Two months later, Stinsford House was partly destroyed in a fire. It was where Jemima Hardy had been in service; and where before that Lady Susan O’Brien had lived for many years and employed Hardy’s grandfather to build the vault in the church for her husband and herself; and where Hardy’s father ‘when a boy chorister in the gallery of the church used to see her, an old and lonely widow, walking in the garden in a red cloak’. ‘A bruising of tender memories for me,’ wrote Hardy. ‘Met Mary in the churchyard, who had been laying flowers on Father’s grave, on which the firelight now flickered.’ 22 Although Jemima lived indomitably on, it was symbolic of the end of the era of the older Hardys.
It was also the time of the height of the success of Tess, about to appear in a one-volume edition owing to the very great demand. Hardy went to London in September to see his happy publisher at the Café Royal. Then he travelled on to Berkshire, to the village where his father’s mother, Mary Head, had been an unhappy orphan. The village was Great Fawley, and Jude Fawley became the name he gave to the hero of his next book. It had been in his mind for several years. There is a note dated April 1888 for a short story about a young man ‘who could not go to Oxford’. 23 He had started to jot down a scheme for it in 1890, and the death of Tryphena, stirring memories of his cousins as young women, gave the germ of another element in the story. 24 The book had a long gestation. In Berkshire, Hardy noted, ‘Entered a ploughed vale which might be called the Valley of Brown Melancholy. The silence is remarkable…’ 25
Then he was back in London to attend another funeral, that of Tennyson in Westminster Abbey, which he reported to ‘My dearest Em’. He told her he had looked into the grave as he walked past among the other literary grandees. Since he and Em had shared their pleasure in Tennyson’s poems as they fell in love in Cornwall, he knew that ‘the tender grace of a day that is dead’ would come into her mind as well as his, and he signed off ‘Yours always, Tom’ – the only time he used this form. 26 There was still a residue of the old feeling.

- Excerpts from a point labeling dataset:
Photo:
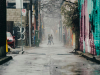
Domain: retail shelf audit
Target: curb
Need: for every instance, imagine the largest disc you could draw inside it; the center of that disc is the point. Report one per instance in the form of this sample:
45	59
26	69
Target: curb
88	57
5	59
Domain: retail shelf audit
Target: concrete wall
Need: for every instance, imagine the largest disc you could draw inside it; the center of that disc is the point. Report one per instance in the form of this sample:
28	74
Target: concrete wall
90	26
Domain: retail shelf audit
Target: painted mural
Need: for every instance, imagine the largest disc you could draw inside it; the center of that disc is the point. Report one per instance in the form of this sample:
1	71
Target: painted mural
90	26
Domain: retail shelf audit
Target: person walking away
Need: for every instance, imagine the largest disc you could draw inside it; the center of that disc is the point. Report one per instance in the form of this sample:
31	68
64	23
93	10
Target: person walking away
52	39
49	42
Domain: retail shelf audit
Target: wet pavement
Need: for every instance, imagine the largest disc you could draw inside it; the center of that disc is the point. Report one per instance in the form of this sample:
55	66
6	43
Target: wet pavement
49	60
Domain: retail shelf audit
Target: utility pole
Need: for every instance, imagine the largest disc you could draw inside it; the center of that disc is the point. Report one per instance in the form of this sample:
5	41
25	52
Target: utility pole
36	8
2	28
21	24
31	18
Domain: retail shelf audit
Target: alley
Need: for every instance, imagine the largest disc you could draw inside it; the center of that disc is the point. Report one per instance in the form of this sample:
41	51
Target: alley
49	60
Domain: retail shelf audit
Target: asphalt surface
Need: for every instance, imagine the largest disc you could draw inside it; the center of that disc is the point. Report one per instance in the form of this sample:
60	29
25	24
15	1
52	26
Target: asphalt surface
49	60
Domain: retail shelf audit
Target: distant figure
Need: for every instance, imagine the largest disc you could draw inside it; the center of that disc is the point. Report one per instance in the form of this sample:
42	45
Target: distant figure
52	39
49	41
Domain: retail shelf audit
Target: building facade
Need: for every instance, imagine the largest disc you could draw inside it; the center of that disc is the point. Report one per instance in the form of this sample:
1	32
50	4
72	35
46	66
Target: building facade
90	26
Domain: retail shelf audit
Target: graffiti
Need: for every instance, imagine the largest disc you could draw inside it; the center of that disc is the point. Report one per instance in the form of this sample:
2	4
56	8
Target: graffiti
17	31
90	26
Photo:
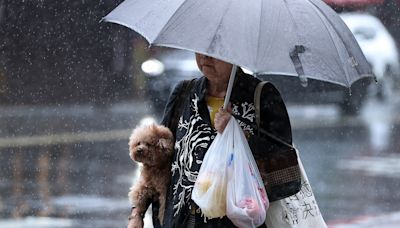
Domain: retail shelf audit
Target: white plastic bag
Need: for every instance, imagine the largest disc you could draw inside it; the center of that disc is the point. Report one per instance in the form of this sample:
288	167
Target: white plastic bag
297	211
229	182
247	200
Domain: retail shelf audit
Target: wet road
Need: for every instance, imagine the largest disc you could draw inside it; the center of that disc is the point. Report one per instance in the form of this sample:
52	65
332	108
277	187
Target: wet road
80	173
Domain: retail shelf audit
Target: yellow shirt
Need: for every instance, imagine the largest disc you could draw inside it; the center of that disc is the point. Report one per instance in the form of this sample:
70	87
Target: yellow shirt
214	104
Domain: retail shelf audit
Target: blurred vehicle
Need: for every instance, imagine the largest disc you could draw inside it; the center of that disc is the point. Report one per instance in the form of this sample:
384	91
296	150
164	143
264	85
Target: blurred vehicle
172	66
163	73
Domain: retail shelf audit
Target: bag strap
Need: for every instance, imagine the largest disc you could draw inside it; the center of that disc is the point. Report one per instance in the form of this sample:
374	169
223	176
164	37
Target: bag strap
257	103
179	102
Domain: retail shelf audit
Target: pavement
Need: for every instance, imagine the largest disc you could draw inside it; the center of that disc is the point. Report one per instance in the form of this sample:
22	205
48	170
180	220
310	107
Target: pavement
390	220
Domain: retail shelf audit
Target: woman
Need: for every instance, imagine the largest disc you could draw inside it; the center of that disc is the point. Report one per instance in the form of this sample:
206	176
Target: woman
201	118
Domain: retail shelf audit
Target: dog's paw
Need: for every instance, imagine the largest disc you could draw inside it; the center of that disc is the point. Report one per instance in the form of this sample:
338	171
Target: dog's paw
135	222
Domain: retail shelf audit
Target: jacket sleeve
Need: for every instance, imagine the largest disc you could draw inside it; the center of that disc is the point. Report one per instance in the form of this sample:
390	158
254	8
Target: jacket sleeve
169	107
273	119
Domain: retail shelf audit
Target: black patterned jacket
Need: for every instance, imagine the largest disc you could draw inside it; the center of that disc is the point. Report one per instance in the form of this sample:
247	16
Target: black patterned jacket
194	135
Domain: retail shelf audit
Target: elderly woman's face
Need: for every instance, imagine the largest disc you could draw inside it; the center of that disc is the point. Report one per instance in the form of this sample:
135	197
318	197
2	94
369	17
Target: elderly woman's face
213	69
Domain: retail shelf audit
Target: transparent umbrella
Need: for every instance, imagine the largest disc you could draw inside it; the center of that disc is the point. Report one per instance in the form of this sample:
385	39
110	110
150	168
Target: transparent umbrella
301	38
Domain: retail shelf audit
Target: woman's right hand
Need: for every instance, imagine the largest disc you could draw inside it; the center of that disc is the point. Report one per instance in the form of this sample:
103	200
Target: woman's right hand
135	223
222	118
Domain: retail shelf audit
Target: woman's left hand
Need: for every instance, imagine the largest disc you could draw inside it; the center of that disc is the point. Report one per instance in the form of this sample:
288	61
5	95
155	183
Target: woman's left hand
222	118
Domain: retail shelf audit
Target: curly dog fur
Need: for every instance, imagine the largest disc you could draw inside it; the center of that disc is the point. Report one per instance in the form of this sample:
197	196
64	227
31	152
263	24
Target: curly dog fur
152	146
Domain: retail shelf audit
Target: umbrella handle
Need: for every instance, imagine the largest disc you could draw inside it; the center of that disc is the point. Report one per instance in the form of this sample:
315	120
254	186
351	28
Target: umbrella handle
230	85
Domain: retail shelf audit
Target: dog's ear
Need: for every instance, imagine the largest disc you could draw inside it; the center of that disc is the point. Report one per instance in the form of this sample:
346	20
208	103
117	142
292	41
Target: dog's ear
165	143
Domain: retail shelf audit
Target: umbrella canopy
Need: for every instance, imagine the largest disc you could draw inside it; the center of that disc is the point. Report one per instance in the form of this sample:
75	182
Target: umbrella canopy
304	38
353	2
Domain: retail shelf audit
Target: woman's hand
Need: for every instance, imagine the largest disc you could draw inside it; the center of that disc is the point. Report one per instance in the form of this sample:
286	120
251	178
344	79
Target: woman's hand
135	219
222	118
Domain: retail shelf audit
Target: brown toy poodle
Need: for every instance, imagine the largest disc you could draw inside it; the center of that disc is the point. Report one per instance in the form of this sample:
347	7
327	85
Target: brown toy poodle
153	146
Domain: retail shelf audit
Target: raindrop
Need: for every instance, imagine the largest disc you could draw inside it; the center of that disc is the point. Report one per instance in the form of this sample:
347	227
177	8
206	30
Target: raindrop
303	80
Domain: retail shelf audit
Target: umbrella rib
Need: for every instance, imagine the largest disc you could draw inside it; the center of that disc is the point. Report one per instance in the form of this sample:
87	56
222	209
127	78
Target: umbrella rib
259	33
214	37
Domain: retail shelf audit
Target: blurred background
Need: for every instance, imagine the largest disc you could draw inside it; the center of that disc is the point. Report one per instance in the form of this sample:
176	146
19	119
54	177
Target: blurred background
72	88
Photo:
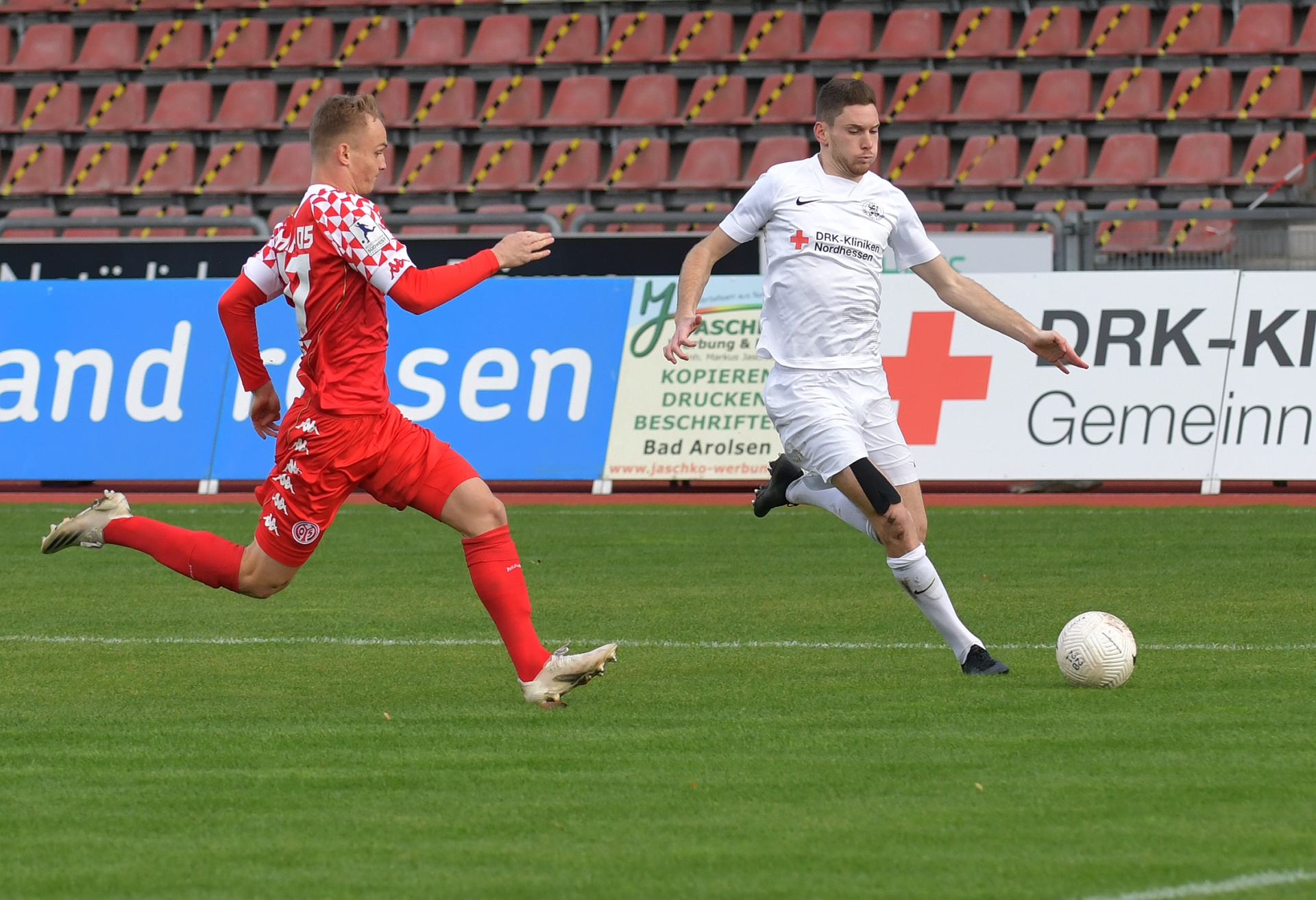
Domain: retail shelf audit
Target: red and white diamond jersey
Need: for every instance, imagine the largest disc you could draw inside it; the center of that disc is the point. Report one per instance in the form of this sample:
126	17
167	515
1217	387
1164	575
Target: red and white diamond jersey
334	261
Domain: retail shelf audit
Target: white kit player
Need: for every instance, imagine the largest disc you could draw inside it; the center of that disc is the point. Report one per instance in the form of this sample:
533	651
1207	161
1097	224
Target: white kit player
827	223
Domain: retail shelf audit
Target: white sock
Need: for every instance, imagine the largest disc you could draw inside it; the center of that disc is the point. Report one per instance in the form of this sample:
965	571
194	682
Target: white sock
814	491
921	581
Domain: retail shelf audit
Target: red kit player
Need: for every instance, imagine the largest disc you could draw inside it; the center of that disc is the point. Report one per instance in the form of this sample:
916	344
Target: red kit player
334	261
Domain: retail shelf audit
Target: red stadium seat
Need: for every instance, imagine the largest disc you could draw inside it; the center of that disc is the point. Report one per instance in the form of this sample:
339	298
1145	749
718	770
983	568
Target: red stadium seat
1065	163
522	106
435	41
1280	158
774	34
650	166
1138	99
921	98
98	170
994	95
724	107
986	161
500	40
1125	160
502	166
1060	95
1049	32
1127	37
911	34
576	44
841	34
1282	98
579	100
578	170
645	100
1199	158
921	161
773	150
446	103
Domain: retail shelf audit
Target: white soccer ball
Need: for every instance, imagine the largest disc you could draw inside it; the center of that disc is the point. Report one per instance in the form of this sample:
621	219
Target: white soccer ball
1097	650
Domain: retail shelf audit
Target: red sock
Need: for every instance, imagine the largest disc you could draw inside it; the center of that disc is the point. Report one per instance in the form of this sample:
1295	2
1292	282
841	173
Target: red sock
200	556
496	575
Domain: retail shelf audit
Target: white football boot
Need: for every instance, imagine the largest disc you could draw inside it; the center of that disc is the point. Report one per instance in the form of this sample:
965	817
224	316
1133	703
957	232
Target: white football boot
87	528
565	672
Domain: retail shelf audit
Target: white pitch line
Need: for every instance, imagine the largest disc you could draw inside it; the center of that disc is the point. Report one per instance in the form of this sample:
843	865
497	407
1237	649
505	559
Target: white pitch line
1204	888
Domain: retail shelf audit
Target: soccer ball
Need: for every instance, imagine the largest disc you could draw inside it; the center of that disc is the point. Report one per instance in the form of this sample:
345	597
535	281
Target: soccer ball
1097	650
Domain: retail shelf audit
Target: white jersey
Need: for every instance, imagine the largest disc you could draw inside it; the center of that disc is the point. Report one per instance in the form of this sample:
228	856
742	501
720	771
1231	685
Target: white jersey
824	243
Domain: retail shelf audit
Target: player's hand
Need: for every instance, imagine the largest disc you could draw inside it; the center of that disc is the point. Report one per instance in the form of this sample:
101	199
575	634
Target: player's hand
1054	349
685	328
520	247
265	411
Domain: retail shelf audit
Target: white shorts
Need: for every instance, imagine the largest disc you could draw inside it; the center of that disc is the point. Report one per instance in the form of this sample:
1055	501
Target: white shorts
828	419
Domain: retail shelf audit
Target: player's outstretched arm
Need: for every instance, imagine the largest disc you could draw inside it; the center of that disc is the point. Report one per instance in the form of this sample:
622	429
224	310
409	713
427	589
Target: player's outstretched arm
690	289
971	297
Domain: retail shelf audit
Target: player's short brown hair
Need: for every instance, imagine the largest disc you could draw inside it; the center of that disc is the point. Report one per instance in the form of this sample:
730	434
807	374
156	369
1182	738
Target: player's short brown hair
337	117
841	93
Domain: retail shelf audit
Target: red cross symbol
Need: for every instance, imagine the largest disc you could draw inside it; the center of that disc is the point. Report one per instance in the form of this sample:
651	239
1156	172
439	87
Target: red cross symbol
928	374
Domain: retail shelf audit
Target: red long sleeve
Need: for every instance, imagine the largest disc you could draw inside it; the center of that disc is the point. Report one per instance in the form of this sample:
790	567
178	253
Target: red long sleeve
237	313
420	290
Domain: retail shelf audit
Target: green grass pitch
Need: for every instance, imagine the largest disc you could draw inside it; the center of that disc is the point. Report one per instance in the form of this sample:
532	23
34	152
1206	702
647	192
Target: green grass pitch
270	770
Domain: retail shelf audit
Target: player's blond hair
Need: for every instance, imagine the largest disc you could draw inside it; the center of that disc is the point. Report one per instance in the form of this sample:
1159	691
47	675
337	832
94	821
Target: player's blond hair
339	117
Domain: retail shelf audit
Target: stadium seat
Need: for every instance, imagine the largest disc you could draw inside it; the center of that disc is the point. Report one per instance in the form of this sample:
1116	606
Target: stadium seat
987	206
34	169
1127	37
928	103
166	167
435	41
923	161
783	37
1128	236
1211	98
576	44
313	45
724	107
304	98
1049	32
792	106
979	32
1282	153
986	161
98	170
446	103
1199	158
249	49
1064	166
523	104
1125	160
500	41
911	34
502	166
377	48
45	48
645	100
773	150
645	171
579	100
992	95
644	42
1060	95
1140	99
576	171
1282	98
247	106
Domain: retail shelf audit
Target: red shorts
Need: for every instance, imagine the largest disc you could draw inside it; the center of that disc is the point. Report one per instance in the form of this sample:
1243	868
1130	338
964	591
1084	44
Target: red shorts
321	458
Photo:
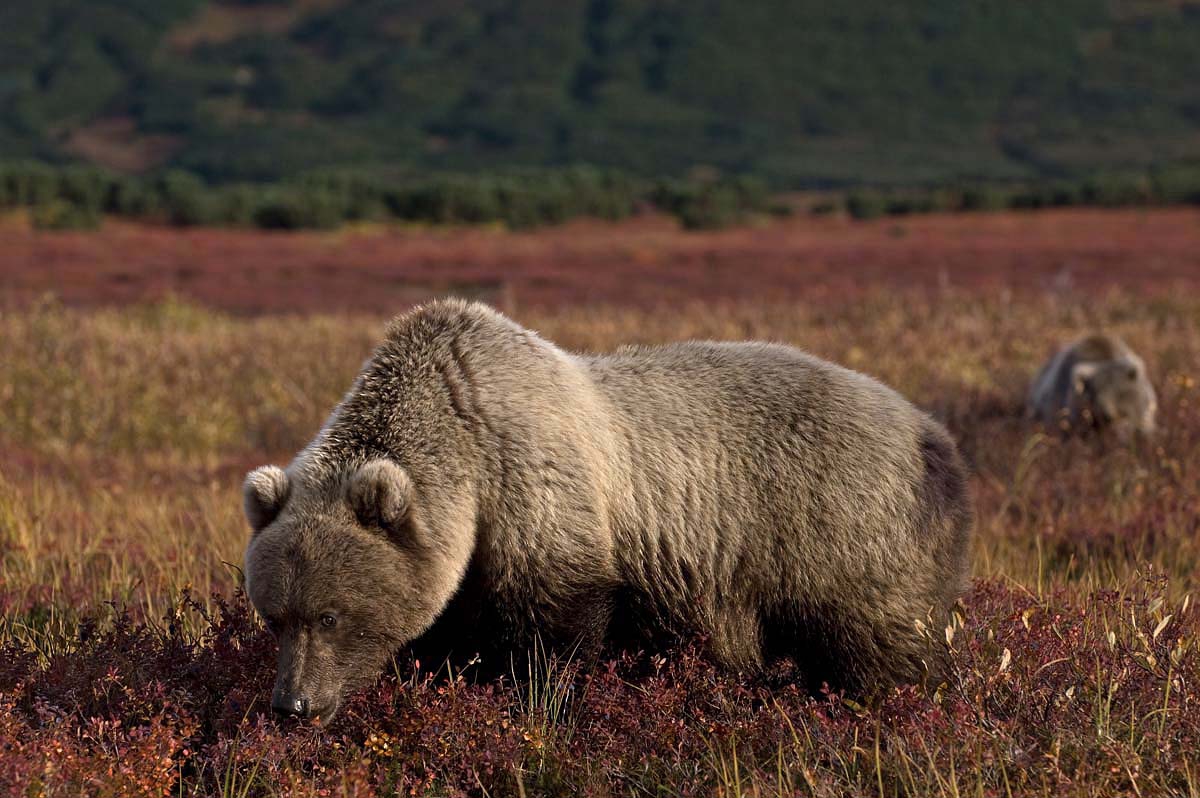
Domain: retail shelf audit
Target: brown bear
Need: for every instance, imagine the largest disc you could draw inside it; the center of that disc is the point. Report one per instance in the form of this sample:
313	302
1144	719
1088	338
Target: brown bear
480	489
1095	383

- Prompt: In the passage about Hardy, where did Hardy's paternal grandmother, Mary Head, spend her time as an unhappy orphan? The records are separate material and have no connection to the passage.

- Written answer: She was an unhappy orphan in the Berkshire village of Great Fawley.